= Problem statement =
Return only the line that contains "the yellow flower" and each line after it, through the last line of the data below, copied exactly.

= Data for this exercise =
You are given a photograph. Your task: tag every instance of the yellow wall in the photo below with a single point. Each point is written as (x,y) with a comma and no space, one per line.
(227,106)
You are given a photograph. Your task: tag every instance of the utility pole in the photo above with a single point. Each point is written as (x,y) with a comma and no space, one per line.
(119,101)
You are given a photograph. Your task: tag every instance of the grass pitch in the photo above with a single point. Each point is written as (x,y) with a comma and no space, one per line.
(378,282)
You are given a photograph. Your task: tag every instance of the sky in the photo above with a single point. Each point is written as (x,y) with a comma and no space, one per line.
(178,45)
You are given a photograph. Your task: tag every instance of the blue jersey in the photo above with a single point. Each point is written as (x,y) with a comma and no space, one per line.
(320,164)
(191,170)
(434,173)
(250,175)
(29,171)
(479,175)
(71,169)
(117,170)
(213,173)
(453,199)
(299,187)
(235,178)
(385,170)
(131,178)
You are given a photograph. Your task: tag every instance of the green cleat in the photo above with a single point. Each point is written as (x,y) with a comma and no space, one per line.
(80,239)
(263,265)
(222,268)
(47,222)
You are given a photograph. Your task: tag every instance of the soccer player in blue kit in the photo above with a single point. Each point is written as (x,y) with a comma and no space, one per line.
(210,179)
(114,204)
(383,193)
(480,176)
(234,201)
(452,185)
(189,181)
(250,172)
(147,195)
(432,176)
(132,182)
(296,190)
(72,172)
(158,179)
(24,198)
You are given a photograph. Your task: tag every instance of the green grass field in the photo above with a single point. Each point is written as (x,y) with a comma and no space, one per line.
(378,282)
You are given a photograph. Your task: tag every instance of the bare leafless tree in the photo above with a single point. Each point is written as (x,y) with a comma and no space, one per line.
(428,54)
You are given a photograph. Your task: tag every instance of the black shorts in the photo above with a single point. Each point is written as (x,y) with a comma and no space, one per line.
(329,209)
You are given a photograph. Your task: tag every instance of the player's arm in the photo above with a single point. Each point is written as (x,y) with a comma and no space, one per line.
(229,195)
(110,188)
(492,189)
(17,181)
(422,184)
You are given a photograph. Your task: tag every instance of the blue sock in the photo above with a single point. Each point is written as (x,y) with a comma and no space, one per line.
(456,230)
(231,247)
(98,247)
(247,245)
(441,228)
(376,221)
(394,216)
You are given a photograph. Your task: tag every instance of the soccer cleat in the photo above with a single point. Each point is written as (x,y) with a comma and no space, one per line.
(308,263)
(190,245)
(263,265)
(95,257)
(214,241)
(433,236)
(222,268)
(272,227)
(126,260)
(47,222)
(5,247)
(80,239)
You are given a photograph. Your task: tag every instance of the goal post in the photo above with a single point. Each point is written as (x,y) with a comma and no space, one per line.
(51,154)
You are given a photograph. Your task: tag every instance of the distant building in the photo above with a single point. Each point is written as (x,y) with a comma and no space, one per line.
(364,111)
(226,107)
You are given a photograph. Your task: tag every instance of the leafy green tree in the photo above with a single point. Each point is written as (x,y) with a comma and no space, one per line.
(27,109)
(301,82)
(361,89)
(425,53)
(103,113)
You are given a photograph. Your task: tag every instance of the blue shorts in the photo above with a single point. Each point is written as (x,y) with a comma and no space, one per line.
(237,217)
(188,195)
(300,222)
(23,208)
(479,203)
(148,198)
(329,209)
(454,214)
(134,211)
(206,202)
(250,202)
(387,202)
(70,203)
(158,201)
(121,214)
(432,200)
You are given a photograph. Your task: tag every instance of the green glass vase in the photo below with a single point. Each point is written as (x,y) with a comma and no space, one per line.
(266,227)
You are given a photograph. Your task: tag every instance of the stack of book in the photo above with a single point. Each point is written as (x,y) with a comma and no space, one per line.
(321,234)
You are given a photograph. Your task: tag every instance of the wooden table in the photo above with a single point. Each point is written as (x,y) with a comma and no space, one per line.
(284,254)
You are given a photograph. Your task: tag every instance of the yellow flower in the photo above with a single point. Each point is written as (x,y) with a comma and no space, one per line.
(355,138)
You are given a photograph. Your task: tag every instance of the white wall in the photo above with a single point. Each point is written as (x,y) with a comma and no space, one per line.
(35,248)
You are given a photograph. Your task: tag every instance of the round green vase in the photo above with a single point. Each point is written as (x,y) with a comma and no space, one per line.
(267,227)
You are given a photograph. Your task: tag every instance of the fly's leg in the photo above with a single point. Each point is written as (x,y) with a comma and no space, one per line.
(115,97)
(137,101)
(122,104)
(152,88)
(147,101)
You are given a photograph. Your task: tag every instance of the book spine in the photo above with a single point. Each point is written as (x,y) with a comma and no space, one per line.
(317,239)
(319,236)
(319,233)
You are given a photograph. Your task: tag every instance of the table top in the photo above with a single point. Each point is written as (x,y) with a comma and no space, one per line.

= Right answer =
You are given a photograph. Your task: tag every instance of the yellow flower in the photo above with a single point. Each point is written as (x,y) with a comma and no space, one per line.
(355,138)
You are given a photograph. Your task: tag every instance of the white wall in the photo above with a single point. Each point is written as (x,y) with a comma and no space, one per line.
(35,248)
You are given a photograph. Your task: tag every instance of the round green vase in the photo above with a single point. Each point is written as (x,y) with a comma and no space, one per line.
(267,227)
You are given a photograph. Your task: tag every instance of the fly's leg in the photo above with a single point. Each point is written as (x,y) with a comma and no space, one per line.
(115,97)
(137,101)
(122,104)
(152,88)
(147,101)
You are given a photograph. Your task: tag every instance of the book spine in the photo above with a single point. Each point is written as (x,y) with a comma and no space, one per line.
(317,239)
(319,236)
(319,233)
You are given a photograph. Your task: tag every instance of the table top in the photo above with a single point. Each point is written as (x,y) with a comma and no space, one per line.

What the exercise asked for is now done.